▶ **Parts of the exercise**
[1] Name every batting statistic mentioned in the passage on the White Sox and Dewayne Wise.
[2] Write the next part of the White Sox and Dewayne Wise passage, starting after its final sentence.

━━ Text block

Barring their recent winning ways, the White Sox have had a pretty mediocre start to what will in all likelihood be a pretty mediocre season. It's just the way the team's built. Fortunately, the Sox can be mediocre and still sneak up and win the AL Central. The division is just that bad.
But if manager Ozzie Guillen is interested in maximizing his roster's talent, he doesn't do himself any favors playing Dewayne Wise. In 33 plate appearances this season -- an admittedly small sample size -- Wise has hit for the following (I'd tell you to sit down, but you're at your computer anyway): .161/.188/.161. That's Wise's batting average, on-base percentage, and slugging percentage. That is utterly atrocious. Wise's OPS -- the addition of on-base and slugging, a crude but handy method of looking at how effective a player is offensively -- is .345. That, by itself, would be a bad on-base percentage. And we would laugh if this wasn't so sad.

━━━━
━━ Material shown

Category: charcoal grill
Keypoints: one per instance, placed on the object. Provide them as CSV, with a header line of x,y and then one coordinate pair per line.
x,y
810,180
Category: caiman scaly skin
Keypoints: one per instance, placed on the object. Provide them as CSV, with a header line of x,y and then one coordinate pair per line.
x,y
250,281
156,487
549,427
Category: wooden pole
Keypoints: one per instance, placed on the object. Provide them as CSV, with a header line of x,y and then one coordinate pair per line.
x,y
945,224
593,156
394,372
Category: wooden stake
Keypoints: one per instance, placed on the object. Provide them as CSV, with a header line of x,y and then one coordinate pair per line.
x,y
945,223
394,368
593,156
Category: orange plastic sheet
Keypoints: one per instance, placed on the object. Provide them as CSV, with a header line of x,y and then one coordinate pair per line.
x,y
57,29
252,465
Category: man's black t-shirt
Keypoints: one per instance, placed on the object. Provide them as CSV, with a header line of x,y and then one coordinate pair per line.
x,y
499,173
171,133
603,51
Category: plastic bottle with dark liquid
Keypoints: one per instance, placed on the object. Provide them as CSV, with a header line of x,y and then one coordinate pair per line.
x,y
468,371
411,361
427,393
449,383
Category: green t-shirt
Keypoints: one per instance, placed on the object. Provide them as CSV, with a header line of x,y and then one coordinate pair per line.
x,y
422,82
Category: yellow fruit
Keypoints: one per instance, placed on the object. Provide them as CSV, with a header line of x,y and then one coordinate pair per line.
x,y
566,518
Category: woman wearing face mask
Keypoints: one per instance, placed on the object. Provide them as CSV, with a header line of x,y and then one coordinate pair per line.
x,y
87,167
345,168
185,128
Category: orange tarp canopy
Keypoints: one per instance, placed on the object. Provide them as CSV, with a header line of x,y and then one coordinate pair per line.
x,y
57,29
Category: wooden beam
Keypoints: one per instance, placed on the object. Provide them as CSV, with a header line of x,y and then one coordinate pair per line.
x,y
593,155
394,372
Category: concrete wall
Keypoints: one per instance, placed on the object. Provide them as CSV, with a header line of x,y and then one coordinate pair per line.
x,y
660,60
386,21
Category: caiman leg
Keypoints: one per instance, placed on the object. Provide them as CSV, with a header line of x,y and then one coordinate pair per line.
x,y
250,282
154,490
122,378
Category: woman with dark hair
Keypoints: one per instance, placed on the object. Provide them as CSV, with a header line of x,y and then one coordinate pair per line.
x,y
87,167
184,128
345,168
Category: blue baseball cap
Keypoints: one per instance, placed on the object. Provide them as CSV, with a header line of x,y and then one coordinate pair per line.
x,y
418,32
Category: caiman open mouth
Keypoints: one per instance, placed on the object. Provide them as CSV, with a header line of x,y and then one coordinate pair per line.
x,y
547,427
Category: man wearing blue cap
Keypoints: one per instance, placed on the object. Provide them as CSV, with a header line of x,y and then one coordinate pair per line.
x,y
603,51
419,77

━━━━
━━ Material shown

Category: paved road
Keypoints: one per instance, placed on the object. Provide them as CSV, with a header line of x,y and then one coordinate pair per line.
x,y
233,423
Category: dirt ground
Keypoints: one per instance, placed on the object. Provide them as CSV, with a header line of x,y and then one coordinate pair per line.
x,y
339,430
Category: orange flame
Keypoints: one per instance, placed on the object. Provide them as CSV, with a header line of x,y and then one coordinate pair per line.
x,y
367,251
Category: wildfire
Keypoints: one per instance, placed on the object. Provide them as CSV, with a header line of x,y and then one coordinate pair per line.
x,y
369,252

━━━━

▶ **Exercise answers**
[1] batting average, on-base percentage, slugging percentage, OPS

[2]
And yet Ozzie refuses to not play Wise. From yesterday's press conference:
"If they don't like it when Wise comes to hit, turn the TV off, turn the radio off or turn around and start walking toward the concession stand," Guillen said. "They don't have to watch him hit. If they don't like it, that's not my problem," Guillen said. "There's only one guy I have to tell why I play Wise, [general manager] Kenny Williams. That's it. Every time I read it, all of the sudden they're in love with Brian Anderson."
"I like Brian. Some people tell me I hate Brian, I have something against Brian. Please, I give [Wise] at-bats because he needs it and I want to get him in hitting shape the best I can, the quickest I can."
This is stupid in about 10 different ways. For one, people don't "all of a sudden love Brian Anderson." It's not like people prefer Anderson to Wise because Anderson makes a mean casserole and picks up after himself when he comes over. It's because he's much better at baseball than Dewayne Wise. He's hitting .263/.346/.337, which isn't amazing, but if you'll notice, Anderson's OBP is one point higher THAN WISE'S OPS. Brian Anderson is just better. There's no way of getting around this.
Unless, of course, you're Ozzie Guillen, and you're borderline insane, and you think you need to do things like "get Wise in hitting shape," whatever that means, instead of just playing your best players and trying to win as many baseball games as possible. If winning a World Series means you get to say and do bat-crazy things like this, man, we want some of that action.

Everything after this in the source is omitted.